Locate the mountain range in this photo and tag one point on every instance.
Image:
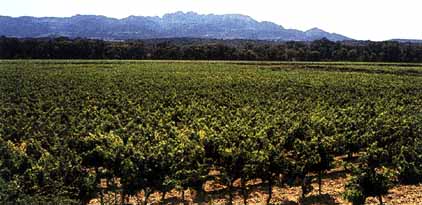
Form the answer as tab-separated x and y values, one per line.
173	25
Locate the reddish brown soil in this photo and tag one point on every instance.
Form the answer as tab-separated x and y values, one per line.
333	187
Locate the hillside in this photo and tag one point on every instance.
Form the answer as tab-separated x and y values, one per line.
174	25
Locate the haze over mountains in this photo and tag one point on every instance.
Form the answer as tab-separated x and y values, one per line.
174	25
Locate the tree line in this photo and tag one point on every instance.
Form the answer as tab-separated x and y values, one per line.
209	49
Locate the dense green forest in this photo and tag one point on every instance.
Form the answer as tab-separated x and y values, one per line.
71	131
206	49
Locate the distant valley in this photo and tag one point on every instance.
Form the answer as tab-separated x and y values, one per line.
174	25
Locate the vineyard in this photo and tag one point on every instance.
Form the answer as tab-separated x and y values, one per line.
117	132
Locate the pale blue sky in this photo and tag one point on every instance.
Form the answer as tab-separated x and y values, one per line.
359	19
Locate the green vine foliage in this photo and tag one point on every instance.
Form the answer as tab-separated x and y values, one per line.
73	131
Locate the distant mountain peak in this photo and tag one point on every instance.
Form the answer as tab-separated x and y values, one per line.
315	30
173	25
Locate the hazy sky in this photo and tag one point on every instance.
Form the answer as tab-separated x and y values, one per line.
359	19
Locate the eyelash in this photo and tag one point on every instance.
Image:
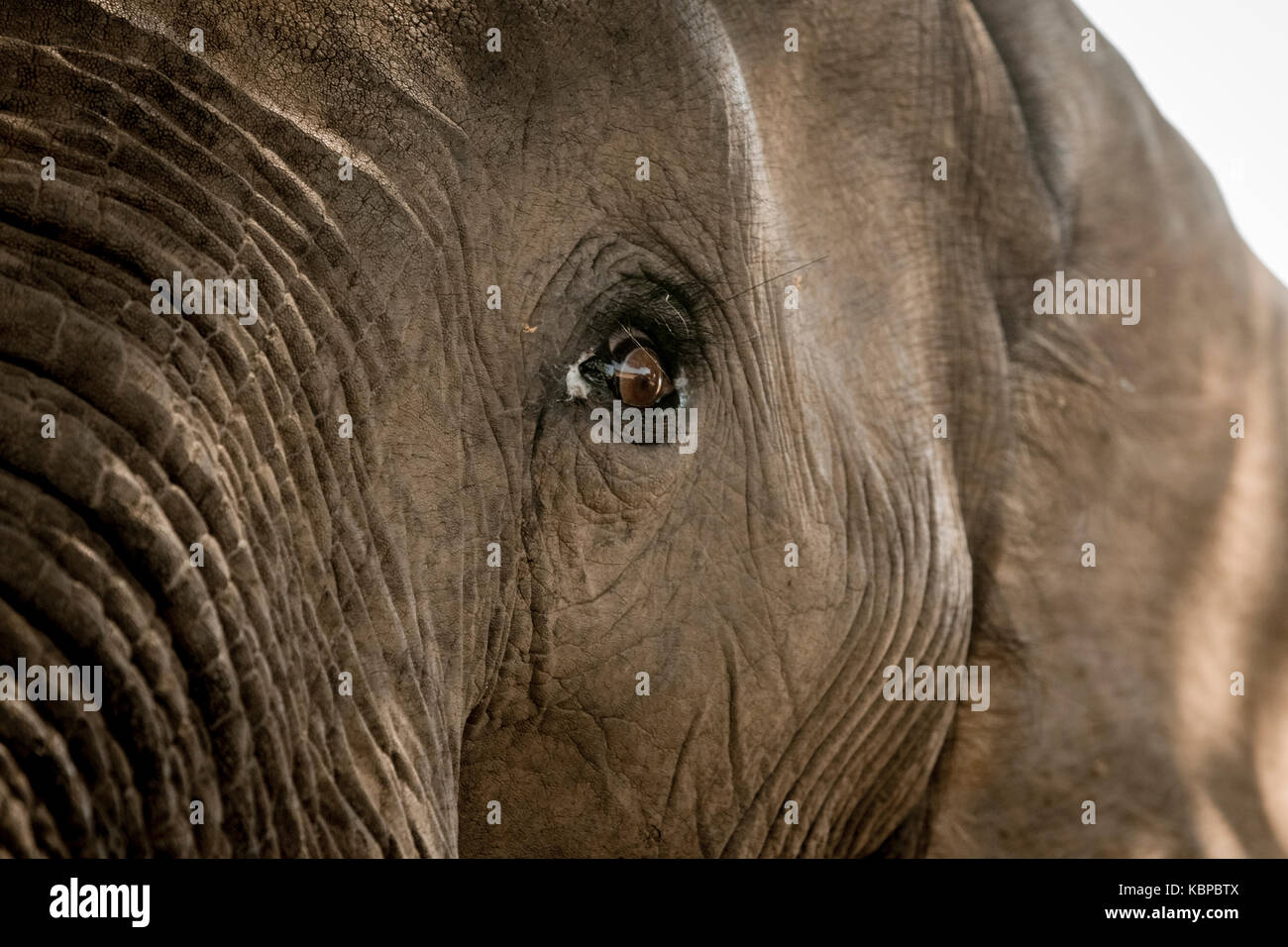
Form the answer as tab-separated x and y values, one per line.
664	318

EXERCISE:
Scale the point coordinates in the data: starting with the line containing "Locate the pale" and going on through the end of the data, rewrite only those lines, requests included, with every x and y coordinate in the answers multiplied by 1.3 and rounded to a whole number, halves rounded up. Omit the pictures.

FINAL RESULT:
Locate the pale blue sky in this photo and tag one point on every instance.
Form the answer as tab-separated x and y values, one per line.
467	25
Locate the green vine foliage in this photo and tag one point on every instance.
Form the answer as tab-separated x and y values, one per line.
95	170
Locate the distant mountain peak in this photo and tag one point on every instance.
Form the answer as tab-separated x and y values, one per line.
410	39
225	33
Locate the hazy sky in this photo and tag one point on every instance.
Form the answer as tab-separated x and y values, one per line.
467	25
Locate the eyelash in this photo and tag one point on every instance.
Image:
Form the answer as tab-separated x and y values, one per line.
863	413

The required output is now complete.